[Entries from a dataset]
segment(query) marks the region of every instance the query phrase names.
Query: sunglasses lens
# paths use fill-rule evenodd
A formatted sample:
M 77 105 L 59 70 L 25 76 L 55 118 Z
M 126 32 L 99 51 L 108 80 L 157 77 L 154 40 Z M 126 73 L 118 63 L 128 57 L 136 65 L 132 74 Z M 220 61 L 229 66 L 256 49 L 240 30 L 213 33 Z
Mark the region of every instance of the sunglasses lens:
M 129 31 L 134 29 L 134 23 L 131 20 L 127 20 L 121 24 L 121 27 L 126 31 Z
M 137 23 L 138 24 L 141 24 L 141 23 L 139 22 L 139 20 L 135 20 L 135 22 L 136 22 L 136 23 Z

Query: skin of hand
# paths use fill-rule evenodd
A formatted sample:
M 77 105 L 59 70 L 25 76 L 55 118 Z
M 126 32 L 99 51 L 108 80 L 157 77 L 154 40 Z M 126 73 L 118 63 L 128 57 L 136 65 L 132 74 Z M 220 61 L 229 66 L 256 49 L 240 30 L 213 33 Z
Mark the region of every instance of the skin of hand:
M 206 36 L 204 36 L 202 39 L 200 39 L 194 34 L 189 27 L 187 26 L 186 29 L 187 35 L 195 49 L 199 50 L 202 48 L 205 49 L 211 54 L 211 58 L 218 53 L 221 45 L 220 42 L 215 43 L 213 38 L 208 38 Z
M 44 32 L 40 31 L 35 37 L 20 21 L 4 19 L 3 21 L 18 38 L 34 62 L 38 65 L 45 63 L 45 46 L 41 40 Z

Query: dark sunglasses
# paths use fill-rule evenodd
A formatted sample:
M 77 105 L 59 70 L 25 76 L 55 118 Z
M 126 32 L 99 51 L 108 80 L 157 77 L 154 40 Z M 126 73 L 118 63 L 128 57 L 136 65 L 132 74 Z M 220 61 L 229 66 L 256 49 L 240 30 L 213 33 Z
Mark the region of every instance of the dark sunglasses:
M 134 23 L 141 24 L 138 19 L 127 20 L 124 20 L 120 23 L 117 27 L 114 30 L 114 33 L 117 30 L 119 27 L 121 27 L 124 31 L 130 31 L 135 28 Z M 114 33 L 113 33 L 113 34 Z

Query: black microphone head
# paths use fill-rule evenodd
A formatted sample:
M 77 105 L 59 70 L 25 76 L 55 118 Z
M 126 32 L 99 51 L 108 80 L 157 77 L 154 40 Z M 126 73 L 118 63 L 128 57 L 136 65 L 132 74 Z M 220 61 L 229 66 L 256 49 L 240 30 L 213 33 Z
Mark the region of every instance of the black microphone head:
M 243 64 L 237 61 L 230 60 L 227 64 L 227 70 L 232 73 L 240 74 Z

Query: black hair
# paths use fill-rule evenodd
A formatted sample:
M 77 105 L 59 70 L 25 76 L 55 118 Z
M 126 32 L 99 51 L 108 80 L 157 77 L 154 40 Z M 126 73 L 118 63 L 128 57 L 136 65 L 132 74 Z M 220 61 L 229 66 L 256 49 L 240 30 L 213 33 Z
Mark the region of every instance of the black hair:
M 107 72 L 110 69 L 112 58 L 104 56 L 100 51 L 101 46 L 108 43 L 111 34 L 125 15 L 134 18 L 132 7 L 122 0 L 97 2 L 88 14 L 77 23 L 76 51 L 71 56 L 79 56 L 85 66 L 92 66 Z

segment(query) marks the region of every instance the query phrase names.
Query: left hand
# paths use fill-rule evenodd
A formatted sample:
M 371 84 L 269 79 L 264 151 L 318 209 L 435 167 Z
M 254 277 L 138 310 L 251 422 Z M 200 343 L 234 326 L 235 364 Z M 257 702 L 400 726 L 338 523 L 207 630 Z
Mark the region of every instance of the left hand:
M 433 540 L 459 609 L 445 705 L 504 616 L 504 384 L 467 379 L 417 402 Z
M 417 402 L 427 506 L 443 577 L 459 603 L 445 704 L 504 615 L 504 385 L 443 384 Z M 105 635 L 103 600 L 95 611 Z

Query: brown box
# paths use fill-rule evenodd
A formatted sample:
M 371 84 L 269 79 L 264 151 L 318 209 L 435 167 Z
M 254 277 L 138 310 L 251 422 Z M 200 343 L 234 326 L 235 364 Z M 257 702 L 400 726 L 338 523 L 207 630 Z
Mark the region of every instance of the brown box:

§ Problem statement
Repeat these records line for line, with no changes.

§ Solution to this problem
segment(query) marks the region of every instance the query phrase names.
Query: sunglasses lens
# paths use fill-rule evenodd
A formatted sample:
M 77 105 L 59 70 L 25 76 L 55 118 Z
M 126 32 L 99 51 L 108 80 L 157 77 L 154 40 Z M 126 73 L 118 63 L 128 57 L 136 65 L 132 74 Z M 220 61 L 229 66 L 256 49 L 240 30 L 213 33 Z
Mark the region of every instance of the sunglasses lens:
M 129 31 L 134 29 L 134 23 L 131 20 L 127 20 L 121 24 L 121 27 L 126 31 Z
M 137 23 L 138 24 L 141 24 L 141 23 L 139 22 L 139 20 L 135 20 L 135 22 L 136 22 L 136 23 Z

Query: skin of hand
# paths use fill-rule evenodd
A formatted sample:
M 77 105 L 59 70 L 25 76 L 55 118 Z
M 126 32 L 99 51 L 108 80 L 157 77 L 154 40 Z M 126 73 L 118 63 L 128 57 L 136 65 L 132 74 Z M 220 61 L 229 66 L 256 49 L 240 30 L 213 33 Z
Mark the region of every instance of the skin of hand:
M 206 36 L 204 36 L 202 39 L 200 39 L 194 34 L 189 27 L 187 26 L 186 29 L 187 35 L 195 49 L 199 50 L 202 48 L 205 49 L 211 54 L 211 58 L 218 53 L 221 45 L 220 42 L 215 43 L 213 38 L 208 38 Z
M 44 32 L 40 31 L 35 37 L 20 21 L 4 19 L 3 21 L 18 38 L 34 62 L 38 65 L 45 63 L 45 46 L 41 40 Z

Query: dark sunglasses
# paths use fill-rule evenodd
A formatted sample:
M 77 105 L 59 70 L 25 76 L 55 118 Z
M 126 32 L 99 51 L 108 80 L 157 77 L 154 40 Z M 126 73 L 118 63 L 128 57 L 136 65 L 132 74 Z M 220 61 L 229 66 L 256 49 L 240 30 L 213 33 Z
Mark the region of every instance of the dark sunglasses:
M 134 23 L 141 24 L 138 19 L 127 20 L 124 20 L 120 23 L 117 27 L 114 30 L 114 33 L 117 30 L 119 27 L 121 27 L 124 31 L 130 31 L 135 28 Z M 114 33 L 113 33 L 113 34 Z

Query: black microphone head
# paths use fill-rule evenodd
A formatted sample:
M 77 105 L 59 70 L 25 76 L 55 118 Z
M 126 32 L 99 51 L 108 80 L 157 77 L 154 40 Z M 126 73 L 118 63 L 128 57 L 136 65 L 132 74 Z M 220 61 L 229 66 L 256 49 L 240 30 L 213 33 Z
Mark the region of every instance of the black microphone head:
M 243 64 L 237 61 L 230 60 L 227 64 L 227 70 L 232 73 L 240 74 Z

Query: black hair
# paths use fill-rule evenodd
A formatted sample:
M 77 105 L 59 70 L 25 76 L 55 118 Z
M 126 32 L 99 51 L 108 80 L 157 77 L 154 40 Z M 126 73 L 118 63 L 128 57 L 136 65 L 132 74 Z M 220 61 L 229 66 L 256 49 L 240 30 L 213 33 Z
Mark the region of every instance of the black hair:
M 107 72 L 110 69 L 112 58 L 104 56 L 100 51 L 101 46 L 108 43 L 111 34 L 125 15 L 134 18 L 132 7 L 122 0 L 97 2 L 88 14 L 77 23 L 76 51 L 71 56 L 79 56 L 85 66 L 92 66 Z

segment(query) marks the region of every instance the query phrase names.
Query: left hand
# paths use fill-rule evenodd
A formatted sample:
M 371 84 L 269 79 L 264 151 L 318 209 L 435 167 Z
M 254 277 L 138 310 L 251 422 Z M 200 343 L 234 326 L 235 364 Z M 257 702 L 400 726 L 338 523 L 207 630 Z
Mark the region of every instance of the left hand:
M 433 540 L 459 609 L 445 705 L 504 616 L 504 384 L 467 379 L 417 402 Z
M 417 402 L 427 506 L 443 577 L 459 603 L 445 704 L 504 615 L 504 385 L 443 384 Z M 105 635 L 103 600 L 95 611 Z

Query: brown box
# paths use fill-rule evenodd
A formatted sample:
M 371 84 L 269 79 L 264 151 L 318 209 L 435 167 Z
M 254 277 L 138 310 L 251 422 Z M 200 343 L 234 326 L 235 364 Z M 257 702 L 400 726 L 338 523 L 207 630 Z
Mark the region of every instance of the brown box:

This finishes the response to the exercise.